TASK DIRECTIONS. Restate all the material verbatim, except for the pictures.

RECORD EXCERPTS.
..............................

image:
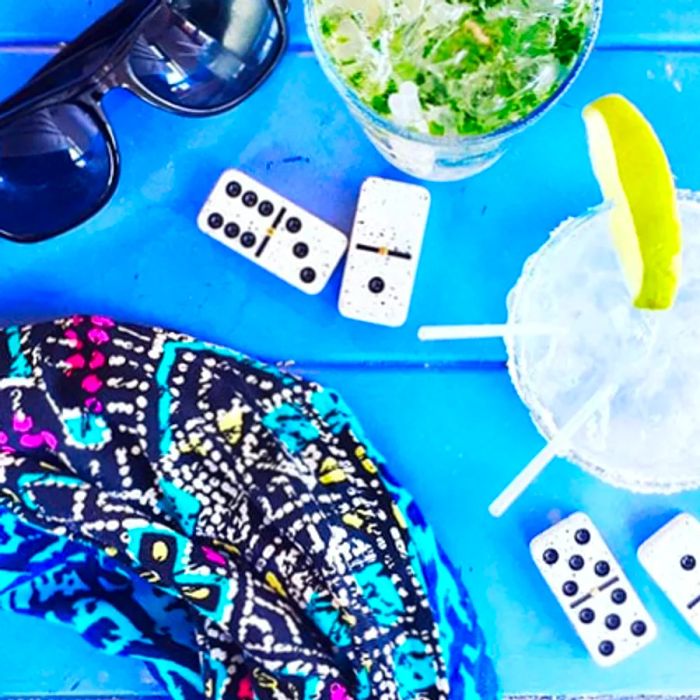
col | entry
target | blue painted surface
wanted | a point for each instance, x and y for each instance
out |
(445, 415)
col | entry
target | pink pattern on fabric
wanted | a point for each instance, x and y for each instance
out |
(22, 423)
(97, 360)
(213, 556)
(36, 440)
(98, 336)
(339, 692)
(73, 339)
(92, 383)
(76, 362)
(245, 689)
(94, 405)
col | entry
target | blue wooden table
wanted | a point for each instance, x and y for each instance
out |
(445, 414)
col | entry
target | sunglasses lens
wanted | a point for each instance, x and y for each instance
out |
(208, 53)
(55, 168)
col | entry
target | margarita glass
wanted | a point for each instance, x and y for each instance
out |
(438, 86)
(645, 434)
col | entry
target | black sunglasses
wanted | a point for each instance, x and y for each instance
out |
(59, 162)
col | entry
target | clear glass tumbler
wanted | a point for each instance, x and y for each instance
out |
(437, 157)
(644, 435)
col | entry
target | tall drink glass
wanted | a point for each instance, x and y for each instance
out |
(647, 436)
(429, 148)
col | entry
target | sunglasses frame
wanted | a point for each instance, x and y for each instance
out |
(117, 32)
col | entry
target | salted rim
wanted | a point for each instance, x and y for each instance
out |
(540, 415)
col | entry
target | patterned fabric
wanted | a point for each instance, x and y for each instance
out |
(196, 495)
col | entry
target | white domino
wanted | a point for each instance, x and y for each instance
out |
(672, 558)
(272, 232)
(384, 251)
(592, 589)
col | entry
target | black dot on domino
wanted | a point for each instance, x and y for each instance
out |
(550, 556)
(215, 220)
(301, 250)
(612, 622)
(688, 562)
(570, 588)
(606, 647)
(250, 199)
(232, 230)
(582, 536)
(248, 239)
(602, 568)
(308, 275)
(638, 628)
(376, 285)
(293, 225)
(576, 562)
(233, 189)
(586, 616)
(618, 596)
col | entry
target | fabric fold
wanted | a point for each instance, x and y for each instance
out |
(246, 496)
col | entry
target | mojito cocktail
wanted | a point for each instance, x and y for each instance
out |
(438, 85)
(647, 436)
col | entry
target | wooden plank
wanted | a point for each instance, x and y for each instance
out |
(455, 438)
(143, 259)
(625, 22)
(43, 659)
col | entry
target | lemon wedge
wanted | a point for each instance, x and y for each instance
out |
(634, 174)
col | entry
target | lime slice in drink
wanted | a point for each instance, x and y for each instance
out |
(634, 174)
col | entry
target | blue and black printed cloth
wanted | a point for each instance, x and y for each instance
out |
(222, 520)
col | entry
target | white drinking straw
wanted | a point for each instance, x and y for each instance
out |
(486, 330)
(554, 448)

..............................

SOLUTION TO THE PROBLEM.
image:
col | entry
target | blue painted surface
wanted | a point for each instance, x and y for each instance
out |
(445, 415)
col | entry
target | pink pattern on fabric
wanted | a point for each instance, x and y for each instance
out |
(22, 423)
(97, 360)
(213, 556)
(36, 440)
(98, 336)
(339, 692)
(73, 339)
(92, 383)
(76, 362)
(245, 689)
(94, 405)
col | entry
target | blue wooden table
wanted | a point for each instance, x and y for each instance
out |
(445, 414)
col | entry
target | sunglasses lens
wanted | a point for each instance, x and y for each instance
out |
(208, 53)
(55, 168)
col | entry
target | margarita glass
wanted | a point for each instance, x and y for each instance
out |
(438, 86)
(645, 434)
col | entry
target | black sunglasses
wanted | a point for each instance, x and y for each instance
out |
(59, 162)
col | entry
target | clear glass tumbler
wanted | a point for each instance, x and y for each instance
out |
(437, 157)
(644, 435)
col | entry
target | tall drink glass
wanted | a point for each instance, x and y for each instance
out |
(647, 436)
(429, 148)
col | entry
target | sunglasses frame
wanted | a point for each instance, x and y for each instance
out |
(117, 32)
col | entry
target | salted rim
wanted | a point for each instance, x and y for each instance
out |
(540, 415)
col | entry
target | patterned fabric
wanted | a point for each instance, x and y for each instance
out |
(196, 495)
col | entry
target | white domino
wanted | a point for each instance, x and y for each instance
out |
(672, 558)
(272, 232)
(384, 251)
(592, 589)
col | entry
target | black dot on domino
wanted | a point for each instance, x and y for each instance
out |
(550, 556)
(215, 220)
(301, 250)
(612, 622)
(688, 562)
(570, 588)
(606, 647)
(250, 199)
(232, 230)
(582, 536)
(248, 239)
(602, 568)
(308, 275)
(638, 628)
(376, 285)
(293, 225)
(576, 562)
(233, 189)
(586, 616)
(618, 596)
col | entry
target | fabric fold
wanted | a point for each instance, x and y for each instance
out |
(246, 496)
col | entry
target | mojito cocktail
wanted | a point for each instance, x and y for each instance
out |
(438, 85)
(647, 436)
col | entry
target | wooden plank
wanted | a point for each instance, x and y for each instance
out |
(455, 438)
(143, 259)
(625, 22)
(43, 659)
col | entry
target | lemon wedge
wanted | a point for each instance, x and y for each instance
out |
(634, 174)
col | entry
target | lime slice in drink
wanted | a point for each instance, x and y for each instance
out |
(634, 174)
col | entry
target | blue and black printed cloth
wanted | a point for each instance, x and y for each instance
out |
(222, 520)
col | entry
target | white drinking straw
wanted | a point for each instance, x and y for each instance
out |
(486, 330)
(554, 448)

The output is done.